Record list
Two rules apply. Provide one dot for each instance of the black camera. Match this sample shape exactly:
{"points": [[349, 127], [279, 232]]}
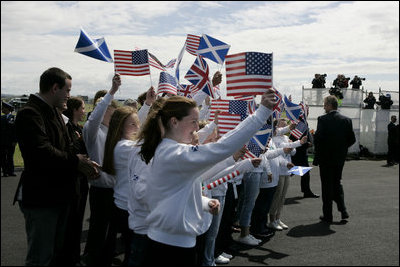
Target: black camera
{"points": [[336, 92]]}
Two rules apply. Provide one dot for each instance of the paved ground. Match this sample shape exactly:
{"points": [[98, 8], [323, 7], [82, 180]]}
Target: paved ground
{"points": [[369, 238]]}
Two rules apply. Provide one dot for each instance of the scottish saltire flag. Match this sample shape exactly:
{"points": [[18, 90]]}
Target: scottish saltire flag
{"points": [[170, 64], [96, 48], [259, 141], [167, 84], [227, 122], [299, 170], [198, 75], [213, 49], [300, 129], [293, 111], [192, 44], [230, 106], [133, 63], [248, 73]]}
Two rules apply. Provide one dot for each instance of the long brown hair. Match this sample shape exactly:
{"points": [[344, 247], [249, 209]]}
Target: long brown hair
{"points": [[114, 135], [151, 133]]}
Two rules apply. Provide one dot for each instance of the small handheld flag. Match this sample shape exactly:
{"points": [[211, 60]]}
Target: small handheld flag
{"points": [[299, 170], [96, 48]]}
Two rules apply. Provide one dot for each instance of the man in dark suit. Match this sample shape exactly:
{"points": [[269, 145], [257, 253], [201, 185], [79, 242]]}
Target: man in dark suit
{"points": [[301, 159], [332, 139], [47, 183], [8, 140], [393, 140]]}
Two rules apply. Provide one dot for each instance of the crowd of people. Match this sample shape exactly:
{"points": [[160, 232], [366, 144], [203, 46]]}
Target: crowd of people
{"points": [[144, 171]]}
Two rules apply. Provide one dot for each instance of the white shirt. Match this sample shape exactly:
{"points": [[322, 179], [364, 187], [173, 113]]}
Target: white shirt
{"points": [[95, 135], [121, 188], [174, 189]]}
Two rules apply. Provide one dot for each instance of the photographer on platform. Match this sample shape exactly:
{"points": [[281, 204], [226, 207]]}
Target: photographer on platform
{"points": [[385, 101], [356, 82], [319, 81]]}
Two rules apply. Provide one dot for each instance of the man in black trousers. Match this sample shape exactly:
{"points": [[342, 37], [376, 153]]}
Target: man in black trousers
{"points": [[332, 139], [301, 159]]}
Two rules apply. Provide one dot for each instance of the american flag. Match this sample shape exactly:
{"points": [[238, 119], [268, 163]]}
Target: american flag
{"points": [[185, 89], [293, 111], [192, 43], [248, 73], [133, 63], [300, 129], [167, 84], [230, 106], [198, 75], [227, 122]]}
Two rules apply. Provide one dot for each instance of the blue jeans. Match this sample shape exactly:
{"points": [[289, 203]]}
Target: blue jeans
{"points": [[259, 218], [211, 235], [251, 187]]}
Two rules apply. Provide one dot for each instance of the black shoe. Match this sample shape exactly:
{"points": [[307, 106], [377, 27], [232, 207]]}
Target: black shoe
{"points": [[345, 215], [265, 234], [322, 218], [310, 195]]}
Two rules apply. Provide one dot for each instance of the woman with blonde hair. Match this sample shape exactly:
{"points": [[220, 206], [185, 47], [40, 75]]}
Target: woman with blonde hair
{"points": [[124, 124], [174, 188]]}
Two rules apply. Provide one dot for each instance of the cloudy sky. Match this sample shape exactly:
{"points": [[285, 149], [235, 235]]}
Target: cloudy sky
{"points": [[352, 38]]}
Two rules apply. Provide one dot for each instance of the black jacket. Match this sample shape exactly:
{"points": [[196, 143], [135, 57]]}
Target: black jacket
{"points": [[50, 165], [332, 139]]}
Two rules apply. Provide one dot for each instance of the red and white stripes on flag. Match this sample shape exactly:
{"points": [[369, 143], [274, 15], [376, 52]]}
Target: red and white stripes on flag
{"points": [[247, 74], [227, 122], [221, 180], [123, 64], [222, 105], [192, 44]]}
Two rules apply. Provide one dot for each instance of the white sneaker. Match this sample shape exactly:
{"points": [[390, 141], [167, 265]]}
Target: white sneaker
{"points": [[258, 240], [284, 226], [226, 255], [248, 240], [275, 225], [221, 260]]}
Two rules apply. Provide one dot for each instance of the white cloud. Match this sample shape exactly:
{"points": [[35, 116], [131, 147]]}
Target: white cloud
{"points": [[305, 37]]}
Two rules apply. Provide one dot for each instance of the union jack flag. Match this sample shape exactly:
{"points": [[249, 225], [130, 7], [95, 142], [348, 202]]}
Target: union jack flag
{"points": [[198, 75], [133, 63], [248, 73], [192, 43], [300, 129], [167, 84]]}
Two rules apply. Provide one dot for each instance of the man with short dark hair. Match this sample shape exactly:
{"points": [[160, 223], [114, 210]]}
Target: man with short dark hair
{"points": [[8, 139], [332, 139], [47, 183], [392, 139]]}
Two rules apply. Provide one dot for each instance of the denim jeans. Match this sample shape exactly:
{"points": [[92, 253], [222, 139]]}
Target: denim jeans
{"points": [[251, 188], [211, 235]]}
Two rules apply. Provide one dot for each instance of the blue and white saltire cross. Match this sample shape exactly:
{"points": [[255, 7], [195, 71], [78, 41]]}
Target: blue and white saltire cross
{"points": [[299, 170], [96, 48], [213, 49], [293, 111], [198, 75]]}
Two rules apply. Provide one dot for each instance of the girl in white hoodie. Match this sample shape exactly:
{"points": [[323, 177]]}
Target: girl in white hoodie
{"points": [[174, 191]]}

* * *

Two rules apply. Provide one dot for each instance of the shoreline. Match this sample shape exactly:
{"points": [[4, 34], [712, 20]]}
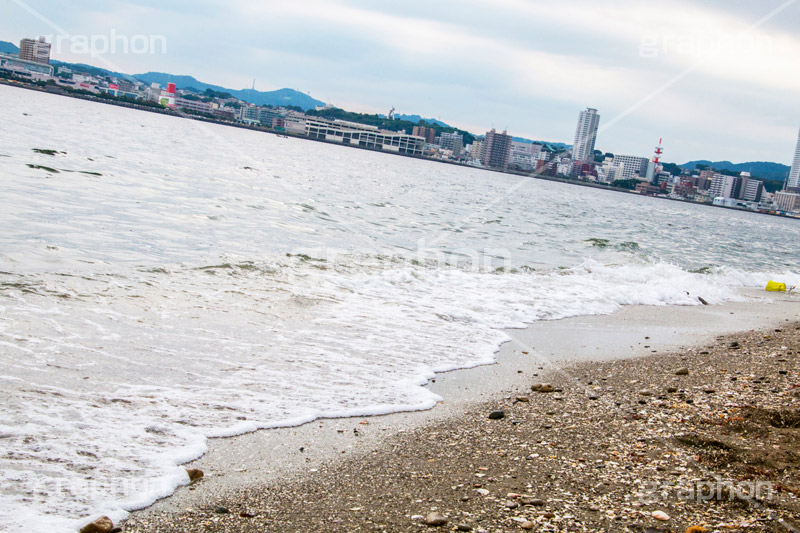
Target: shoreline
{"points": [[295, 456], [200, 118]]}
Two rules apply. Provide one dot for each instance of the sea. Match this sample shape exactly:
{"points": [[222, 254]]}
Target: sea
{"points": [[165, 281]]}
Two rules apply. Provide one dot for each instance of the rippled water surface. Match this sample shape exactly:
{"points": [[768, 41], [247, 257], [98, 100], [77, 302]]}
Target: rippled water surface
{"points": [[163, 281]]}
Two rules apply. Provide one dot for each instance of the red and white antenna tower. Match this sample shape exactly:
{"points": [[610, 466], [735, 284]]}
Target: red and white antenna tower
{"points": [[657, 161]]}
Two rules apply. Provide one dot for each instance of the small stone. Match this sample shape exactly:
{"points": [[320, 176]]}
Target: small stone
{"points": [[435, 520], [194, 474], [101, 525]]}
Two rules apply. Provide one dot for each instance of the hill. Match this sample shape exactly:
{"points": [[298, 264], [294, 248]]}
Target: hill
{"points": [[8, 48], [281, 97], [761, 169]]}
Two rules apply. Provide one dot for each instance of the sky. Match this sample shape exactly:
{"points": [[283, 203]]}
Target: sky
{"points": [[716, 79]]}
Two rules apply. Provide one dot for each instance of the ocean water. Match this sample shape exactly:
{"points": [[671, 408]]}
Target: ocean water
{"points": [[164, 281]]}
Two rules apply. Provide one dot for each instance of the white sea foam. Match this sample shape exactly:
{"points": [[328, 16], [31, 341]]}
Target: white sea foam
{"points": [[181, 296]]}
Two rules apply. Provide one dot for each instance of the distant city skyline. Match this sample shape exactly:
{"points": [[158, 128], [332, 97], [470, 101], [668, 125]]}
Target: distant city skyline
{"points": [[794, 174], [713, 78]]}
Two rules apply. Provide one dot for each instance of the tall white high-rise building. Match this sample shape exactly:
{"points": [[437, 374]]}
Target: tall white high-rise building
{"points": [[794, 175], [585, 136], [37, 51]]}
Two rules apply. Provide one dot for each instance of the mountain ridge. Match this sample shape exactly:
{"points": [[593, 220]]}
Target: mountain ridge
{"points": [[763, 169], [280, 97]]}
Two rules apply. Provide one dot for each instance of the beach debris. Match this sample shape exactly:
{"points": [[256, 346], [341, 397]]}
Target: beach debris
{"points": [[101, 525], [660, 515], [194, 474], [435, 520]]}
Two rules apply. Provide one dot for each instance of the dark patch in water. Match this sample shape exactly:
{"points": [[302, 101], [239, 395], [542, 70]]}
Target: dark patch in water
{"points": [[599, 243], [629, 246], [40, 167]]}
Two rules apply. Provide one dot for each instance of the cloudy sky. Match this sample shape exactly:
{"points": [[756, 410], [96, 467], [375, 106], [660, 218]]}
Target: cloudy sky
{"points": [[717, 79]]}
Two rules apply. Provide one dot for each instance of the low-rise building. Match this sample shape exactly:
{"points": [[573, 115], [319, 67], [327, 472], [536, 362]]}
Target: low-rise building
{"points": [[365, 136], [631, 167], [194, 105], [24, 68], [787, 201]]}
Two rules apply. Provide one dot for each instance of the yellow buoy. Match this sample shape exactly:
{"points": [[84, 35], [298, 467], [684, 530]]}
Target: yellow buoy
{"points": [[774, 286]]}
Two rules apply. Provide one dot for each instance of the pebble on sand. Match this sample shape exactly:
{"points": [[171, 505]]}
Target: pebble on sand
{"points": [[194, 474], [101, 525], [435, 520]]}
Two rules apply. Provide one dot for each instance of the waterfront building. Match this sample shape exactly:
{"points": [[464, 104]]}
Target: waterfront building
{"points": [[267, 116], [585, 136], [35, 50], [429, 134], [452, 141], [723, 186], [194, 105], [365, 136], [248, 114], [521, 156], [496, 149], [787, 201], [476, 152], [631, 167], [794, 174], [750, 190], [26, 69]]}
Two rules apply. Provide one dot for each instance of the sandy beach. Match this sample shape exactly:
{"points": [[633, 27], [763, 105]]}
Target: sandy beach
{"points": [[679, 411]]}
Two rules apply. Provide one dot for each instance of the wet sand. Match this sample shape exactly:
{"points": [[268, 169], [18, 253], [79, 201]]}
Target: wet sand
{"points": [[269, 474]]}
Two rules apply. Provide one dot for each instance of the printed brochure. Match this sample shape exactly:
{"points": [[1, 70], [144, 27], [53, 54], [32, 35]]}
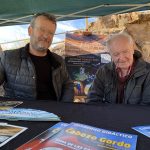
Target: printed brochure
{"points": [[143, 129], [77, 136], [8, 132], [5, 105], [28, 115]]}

What to do
Pull out every line of the items above that contains the word "high", matching case exactly, and copy each one.

Solution to this problem
Two rules apply. Provide one dot for each instance of the tall white high-rise building. Match this sample shape exactly:
Target: tall white high-rise building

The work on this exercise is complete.